- Trecho citado
O governo editou essas medidas no final do ano passado no âmbito do esforço de reequilibrar as contas públicas. A aprovação das MPs é considerada essencial para o governo cumprir a meta de superávit primário, equivalente a 1,2 por cento do Produto Interno Bruto (PIB).
O ministro da Fazenda, Joaquim Levy, tem sido presença constante nas reuniões para negociar a aprovação das medidas de ajuste e desempenhou papel importante no convencimento de parlamentares ao apontar as consequências que a rejeição do ajuste teria para a economia.
Ainda assim, a mudança nas regras do seguro-desemprego teve uma tramitação tumultuada na Câmara, marcada pela tensão entre petistas e peemedebistas e deserções na base aliada, o que culminou com a aprovação da medida por uma margem estreita de votos e com o apoio de alguns deputados do DEM, um dos partidos mais ferrenhos na oposição a Dilma.
"A aprovação da 665 demandou um leque de negociações bastante amplo, incluindo com a oposição", disse à Reuters uma fonte com conhecimento dessas reuniões.
Essas negociações incluíram a pressão do PMDB, até mesmo uma pressão pública do vice-presidente Michel Temer, responsável pela articulação política, para que o PT assumisse posição clara a favor do ajuste.
Contaram também, de acordo com essa fonte, com participação do prefeito de Salvador, Antônio Carlos Magalhães Neto (DEM), para ajudar a conseguir apoio de alguns parlamentares do partido oposicionista à medida.
Risco Renan
A intensidade da articulação política do governo terá de continuar alta, para garantir a aprovação das mudanças em benefícios trabalhistas no Senado e a vitória da alteração nos benefícios previdenciários na Câmara.
"Como a gente teve uma vitória (na aprovação da 665), o pessoal está bastante otimista (com a aprovação da 664 na Câmara)", disse a fonte.
Na avaliação do analista da Tendências Rafael Cortez, a aprovação da MP 665 na Câmara pode pavimentar caminho para que a 664 também seja aprovada pelos deputados.
"O governo agora sabe mais calcular a força que tem dentro de cada partido", afirmou Cortez.
Já no Senado, o analista aposta em uma aprovação mais tranquila da 665 do que na Câmara porque, entre outros motivos, o número de parlamentares é menor e o PDT, partido da base aliada que votou em peso contra a MP na Câmara, não deve ter a mesma posição no Senado, na opinião de Cortez.
Ele, no entanto, aponta um risco: o presidente do Senado, Renan Calheiros (PMDB-AL), que tem feito críticas quase diárias ao ajuste fiscal do governo e não poupou sequer Temer, que também é presidente do PMDB, de críticas públicas.
"Ele pode eventualmente dificultar a entrada na agenda da MP", disse o analista, que apontou o risco de a medida ficar com um prazo apertado para ser aprovada no Congresso. As duas MPs têm de ser aprovadas pelo Congresso até 1º de junho, caso contrário, perdem a validade.
O governo reconhece que a pauta do ajuste fiscal é difícil e, segundo disse a fonte à Reuters, já está elaborando uma nova estratégia para aprovar a MP 665 no Senado.
"Tem que ter um novo tipo de abordagem", disse a fonte. "Ali (no Senado), vai ser um novo campo", acrescentou.
A expectativa de analistas ouvidos pela Reuters é de que as medidas de ajuste sejam aprovadas pelo Congresso, mas sem uma demonstração de força da base aliada.
"Essa votação (da MP 665 na Câmara) mostrou que a base do governo é muito frágil", disse o cientista político Carlos Melo, do Insper.
"Aprova (as medidas do ajuste)? Aprova, mas sempre no sufoco, sempre nas cordas, sempre no côrner", acrescentou.

- Entradas
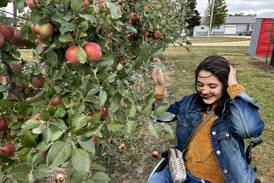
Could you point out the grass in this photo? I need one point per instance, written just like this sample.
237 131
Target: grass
217 39
180 70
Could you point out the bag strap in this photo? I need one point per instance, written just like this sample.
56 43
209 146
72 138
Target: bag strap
199 126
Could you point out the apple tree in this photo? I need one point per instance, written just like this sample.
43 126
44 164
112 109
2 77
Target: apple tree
84 83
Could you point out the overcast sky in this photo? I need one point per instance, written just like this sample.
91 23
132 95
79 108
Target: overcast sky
262 8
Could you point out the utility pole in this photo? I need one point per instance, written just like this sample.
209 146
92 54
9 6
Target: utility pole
211 18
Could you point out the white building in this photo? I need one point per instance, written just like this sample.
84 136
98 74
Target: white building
234 25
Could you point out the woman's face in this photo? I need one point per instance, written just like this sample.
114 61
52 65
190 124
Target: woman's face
209 87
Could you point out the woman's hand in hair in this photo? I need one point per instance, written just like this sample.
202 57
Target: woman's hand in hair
232 76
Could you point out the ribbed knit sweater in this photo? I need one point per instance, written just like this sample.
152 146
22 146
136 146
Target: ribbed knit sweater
199 157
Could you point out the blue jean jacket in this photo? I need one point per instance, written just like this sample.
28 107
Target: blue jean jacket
239 120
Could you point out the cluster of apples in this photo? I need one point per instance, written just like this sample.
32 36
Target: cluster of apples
92 49
11 35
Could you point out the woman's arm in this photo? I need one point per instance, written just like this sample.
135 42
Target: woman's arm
245 118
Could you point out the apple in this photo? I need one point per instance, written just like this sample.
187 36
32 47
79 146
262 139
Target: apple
2 40
134 17
157 34
156 59
71 55
17 38
60 177
36 116
155 154
85 4
7 32
35 28
16 68
104 113
3 123
146 34
37 82
8 150
93 139
55 101
31 4
38 41
93 51
46 30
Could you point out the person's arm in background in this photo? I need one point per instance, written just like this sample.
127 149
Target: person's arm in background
245 118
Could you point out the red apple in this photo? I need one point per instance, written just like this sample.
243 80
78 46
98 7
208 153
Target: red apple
8 150
146 34
3 123
134 17
46 30
93 139
104 113
17 38
31 4
2 40
93 51
35 28
37 82
157 35
85 4
16 68
155 154
55 101
71 55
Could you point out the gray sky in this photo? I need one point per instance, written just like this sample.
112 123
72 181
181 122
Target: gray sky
262 8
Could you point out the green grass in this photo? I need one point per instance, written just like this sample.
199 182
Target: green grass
217 39
180 71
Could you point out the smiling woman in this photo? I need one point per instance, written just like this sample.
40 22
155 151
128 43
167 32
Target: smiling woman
212 125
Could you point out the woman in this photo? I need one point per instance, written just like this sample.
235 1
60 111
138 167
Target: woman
216 153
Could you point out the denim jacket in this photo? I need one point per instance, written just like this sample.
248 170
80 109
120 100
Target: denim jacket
239 120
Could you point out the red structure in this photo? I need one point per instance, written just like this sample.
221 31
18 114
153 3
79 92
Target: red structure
262 40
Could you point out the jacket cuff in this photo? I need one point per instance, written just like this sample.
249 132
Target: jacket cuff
235 90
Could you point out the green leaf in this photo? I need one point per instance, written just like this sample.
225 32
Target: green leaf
76 5
52 58
102 97
101 177
114 10
58 153
88 146
66 38
6 105
154 129
80 161
78 120
116 126
131 127
169 129
90 18
23 108
81 55
28 140
42 171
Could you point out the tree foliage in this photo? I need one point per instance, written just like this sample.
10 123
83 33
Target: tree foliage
194 18
219 13
58 110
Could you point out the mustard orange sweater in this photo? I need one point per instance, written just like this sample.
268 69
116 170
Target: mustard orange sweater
199 158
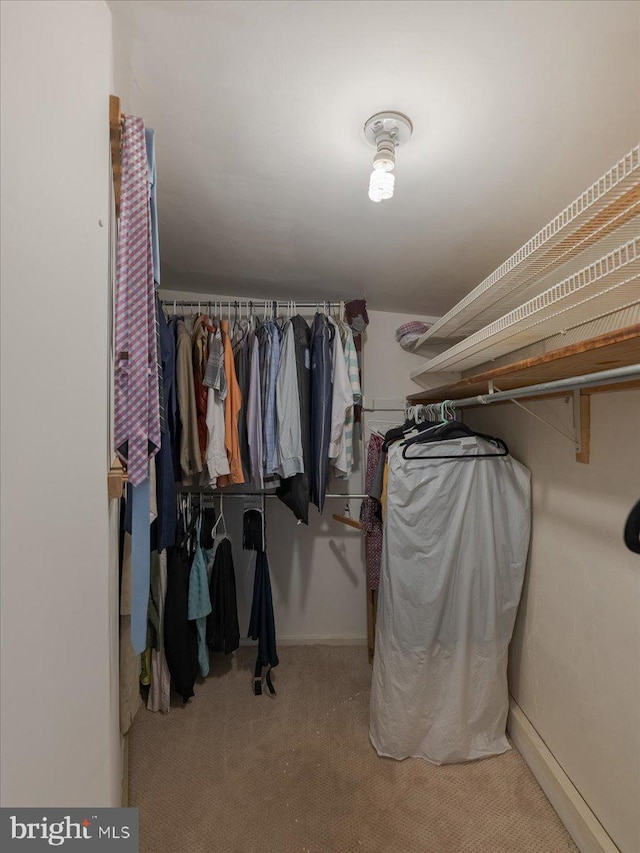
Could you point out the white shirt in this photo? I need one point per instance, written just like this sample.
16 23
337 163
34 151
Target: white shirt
288 409
342 400
217 460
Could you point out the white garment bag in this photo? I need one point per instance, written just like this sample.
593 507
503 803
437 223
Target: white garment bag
456 537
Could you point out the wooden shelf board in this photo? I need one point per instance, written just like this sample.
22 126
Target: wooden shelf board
605 352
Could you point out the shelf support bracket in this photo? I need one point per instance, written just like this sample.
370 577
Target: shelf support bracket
581 421
582 425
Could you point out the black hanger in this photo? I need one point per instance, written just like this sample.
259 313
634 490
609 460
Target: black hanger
453 429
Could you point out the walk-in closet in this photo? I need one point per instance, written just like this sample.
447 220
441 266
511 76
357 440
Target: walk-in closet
320 412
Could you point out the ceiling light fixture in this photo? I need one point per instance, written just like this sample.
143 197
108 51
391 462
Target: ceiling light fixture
385 132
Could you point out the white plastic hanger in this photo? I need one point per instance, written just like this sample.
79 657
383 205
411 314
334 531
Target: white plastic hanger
219 519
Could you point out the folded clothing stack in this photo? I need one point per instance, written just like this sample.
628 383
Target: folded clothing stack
408 333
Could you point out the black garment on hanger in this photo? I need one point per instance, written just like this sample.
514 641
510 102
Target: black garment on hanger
223 630
321 398
294 491
262 625
180 637
632 530
449 430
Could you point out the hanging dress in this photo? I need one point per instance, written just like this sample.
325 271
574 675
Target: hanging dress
262 625
456 536
232 406
294 491
321 396
199 600
180 636
223 631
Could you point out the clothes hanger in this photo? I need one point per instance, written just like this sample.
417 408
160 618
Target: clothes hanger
346 518
451 430
219 519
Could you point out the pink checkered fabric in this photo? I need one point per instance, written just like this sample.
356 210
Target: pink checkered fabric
136 404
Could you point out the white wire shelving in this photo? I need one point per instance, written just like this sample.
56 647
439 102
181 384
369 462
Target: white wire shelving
609 284
599 220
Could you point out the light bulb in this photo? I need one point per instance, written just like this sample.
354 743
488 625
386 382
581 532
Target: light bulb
384 161
381 185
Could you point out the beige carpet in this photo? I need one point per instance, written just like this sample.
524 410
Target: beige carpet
237 773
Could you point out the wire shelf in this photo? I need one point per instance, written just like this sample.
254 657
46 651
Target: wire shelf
609 284
597 215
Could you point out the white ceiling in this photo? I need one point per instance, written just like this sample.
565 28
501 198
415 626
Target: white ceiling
263 171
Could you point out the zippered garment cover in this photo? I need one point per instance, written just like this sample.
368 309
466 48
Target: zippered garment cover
456 537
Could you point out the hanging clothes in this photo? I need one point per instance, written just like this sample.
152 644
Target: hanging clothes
159 698
180 635
163 530
190 458
200 356
288 408
136 402
171 399
199 599
262 625
344 460
232 405
129 692
269 413
239 343
254 415
357 319
294 491
223 631
370 518
341 401
456 537
321 396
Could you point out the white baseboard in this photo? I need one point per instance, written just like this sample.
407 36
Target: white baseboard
584 827
322 641
313 641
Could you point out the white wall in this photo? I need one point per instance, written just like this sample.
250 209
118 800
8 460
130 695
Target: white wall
574 659
317 572
60 743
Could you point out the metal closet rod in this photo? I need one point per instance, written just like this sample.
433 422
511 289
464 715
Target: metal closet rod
604 377
210 493
256 303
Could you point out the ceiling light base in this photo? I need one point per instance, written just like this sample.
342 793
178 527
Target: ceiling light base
396 126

- Objetivo do exercício
Na matéria sobre o ajuste fiscal, por que o analista Rafael Cortez espera que a MP 665 seja aprovada de forma mais tranquila no Senado do que na Câmara? Responda em uma a três frases.

- Resolução comentada
Segundo Cortez, o número de parlamentares no Senado é menor. Além disso, o PDT, partido da base aliada que votou em peso contra a MP na Câmara, não deve ter a mesma posição no Senado. A matéria apresenta esses dois fatores como parte de outros motivos.